Problem to solve
Starting with the line that contains "Spot the small", copy every line through the end of the data below, exactly and with nothing added.
↓
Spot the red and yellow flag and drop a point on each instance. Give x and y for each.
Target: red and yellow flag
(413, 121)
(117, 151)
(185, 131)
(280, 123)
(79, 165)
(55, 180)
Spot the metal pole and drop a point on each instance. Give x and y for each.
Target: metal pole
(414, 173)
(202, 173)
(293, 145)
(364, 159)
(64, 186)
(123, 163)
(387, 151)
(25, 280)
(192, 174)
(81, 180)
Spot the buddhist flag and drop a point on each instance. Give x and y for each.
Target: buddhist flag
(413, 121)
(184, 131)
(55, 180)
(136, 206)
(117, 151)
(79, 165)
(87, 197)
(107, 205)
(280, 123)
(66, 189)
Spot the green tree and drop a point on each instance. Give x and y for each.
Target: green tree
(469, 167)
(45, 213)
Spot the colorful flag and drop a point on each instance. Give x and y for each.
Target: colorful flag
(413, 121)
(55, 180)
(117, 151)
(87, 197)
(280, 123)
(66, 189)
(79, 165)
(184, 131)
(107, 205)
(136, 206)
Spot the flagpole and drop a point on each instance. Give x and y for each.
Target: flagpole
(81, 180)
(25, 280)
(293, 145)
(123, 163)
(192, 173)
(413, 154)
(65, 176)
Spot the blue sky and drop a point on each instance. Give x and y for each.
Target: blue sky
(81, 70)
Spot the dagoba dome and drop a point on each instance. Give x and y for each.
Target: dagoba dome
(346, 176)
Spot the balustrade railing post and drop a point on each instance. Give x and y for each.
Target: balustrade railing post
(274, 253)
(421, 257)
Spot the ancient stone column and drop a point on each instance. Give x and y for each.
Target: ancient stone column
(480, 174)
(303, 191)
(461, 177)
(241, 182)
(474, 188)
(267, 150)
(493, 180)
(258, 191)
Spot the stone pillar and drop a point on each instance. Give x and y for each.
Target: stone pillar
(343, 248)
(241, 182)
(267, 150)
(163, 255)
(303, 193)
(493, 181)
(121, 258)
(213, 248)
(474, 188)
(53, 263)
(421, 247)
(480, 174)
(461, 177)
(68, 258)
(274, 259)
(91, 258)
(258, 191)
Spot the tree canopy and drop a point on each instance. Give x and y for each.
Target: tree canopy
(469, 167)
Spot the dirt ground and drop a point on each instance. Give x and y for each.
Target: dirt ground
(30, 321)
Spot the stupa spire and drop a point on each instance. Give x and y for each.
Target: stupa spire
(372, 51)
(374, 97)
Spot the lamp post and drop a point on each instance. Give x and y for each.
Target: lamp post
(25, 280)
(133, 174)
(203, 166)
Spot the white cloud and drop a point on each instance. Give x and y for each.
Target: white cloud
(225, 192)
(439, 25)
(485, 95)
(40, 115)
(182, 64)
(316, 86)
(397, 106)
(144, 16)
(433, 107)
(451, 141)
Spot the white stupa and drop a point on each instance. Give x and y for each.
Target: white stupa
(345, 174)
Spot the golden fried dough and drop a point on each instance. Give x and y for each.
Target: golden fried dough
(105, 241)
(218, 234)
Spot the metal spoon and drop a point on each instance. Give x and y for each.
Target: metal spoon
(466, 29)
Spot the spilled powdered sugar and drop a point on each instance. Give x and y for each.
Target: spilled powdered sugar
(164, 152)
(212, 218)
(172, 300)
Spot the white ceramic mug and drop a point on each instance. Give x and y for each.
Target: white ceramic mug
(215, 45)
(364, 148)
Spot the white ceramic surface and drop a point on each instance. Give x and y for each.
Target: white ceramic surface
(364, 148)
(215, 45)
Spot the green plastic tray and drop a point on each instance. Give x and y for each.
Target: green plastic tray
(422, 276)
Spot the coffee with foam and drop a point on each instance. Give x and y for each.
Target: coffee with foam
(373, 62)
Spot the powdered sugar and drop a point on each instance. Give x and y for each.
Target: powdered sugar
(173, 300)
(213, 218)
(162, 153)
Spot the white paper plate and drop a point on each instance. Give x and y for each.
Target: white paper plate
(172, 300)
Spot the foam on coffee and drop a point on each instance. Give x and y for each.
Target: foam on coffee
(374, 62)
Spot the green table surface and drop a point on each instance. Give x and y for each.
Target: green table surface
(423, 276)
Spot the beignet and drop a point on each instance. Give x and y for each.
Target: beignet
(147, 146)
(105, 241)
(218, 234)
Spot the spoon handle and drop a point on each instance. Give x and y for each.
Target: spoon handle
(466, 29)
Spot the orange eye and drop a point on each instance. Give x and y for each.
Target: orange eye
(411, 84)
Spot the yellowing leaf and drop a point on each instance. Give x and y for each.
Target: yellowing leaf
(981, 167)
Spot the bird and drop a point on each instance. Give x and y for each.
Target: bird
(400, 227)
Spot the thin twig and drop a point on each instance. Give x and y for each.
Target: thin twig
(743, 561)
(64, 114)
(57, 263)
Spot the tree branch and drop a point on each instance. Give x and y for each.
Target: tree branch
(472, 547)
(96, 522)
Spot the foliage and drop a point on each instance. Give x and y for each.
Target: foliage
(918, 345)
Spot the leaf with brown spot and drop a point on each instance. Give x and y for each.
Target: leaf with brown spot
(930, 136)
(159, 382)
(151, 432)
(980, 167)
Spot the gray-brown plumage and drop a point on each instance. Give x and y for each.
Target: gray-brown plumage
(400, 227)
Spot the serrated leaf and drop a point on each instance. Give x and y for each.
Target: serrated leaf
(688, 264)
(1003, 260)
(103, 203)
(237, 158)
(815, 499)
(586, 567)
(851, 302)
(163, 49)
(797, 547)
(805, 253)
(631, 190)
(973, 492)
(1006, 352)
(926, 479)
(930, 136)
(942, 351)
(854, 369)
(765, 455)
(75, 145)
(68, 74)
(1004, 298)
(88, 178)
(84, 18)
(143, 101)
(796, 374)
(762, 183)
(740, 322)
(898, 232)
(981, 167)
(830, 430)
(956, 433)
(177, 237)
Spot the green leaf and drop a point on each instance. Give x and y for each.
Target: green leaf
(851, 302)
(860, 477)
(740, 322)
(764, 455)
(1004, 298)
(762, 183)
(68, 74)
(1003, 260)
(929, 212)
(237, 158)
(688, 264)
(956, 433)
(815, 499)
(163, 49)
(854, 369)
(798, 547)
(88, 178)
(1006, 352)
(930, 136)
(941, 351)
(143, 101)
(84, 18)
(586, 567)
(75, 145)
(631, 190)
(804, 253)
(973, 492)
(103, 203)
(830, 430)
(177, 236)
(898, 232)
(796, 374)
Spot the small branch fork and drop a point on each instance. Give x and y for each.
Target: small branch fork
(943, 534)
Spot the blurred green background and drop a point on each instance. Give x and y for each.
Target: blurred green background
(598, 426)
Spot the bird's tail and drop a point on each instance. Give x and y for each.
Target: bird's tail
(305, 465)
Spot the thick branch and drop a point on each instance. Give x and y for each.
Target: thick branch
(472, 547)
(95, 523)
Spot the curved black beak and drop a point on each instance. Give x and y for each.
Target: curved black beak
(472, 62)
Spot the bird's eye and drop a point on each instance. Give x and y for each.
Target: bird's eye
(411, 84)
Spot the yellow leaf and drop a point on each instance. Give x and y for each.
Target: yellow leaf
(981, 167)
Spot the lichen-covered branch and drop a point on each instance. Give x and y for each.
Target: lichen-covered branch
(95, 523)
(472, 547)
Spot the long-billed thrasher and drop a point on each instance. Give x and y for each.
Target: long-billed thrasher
↑
Finished answer
Spot the small branch fork and drop a point on each instance. Give x and y for each.
Target: small branch fork
(943, 534)
Spot the blurred green background and drop a point on each instance. Give x and y for each.
Target: blurred green background
(598, 426)
Spot the bird's tail and drop a point on each instance. Give x and y for each.
Target: bird's tail
(305, 465)
Spot the thick branch and drop a point on each instance. Give x and y for each.
Target: thick branch
(472, 547)
(95, 523)
Spot the curved black beak and drop a point on each instance. Give x and y for each.
Target: curved black beak
(472, 62)
Spot the bird's eye and drop a point on each instance. Give x and y for each.
Target: bird's eye
(411, 84)
Spot the yellow leaf and drop a point on each instance. Give x and y for each.
Target: yellow leaf
(981, 167)
Spot the lichen-covered branch and drop a point on each instance. Give x and y for each.
Target: lichen-covered branch
(95, 523)
(472, 547)
Spot the long-billed thrasher and drop a point on each instance. Give x and y for each.
Target: long-billed thrasher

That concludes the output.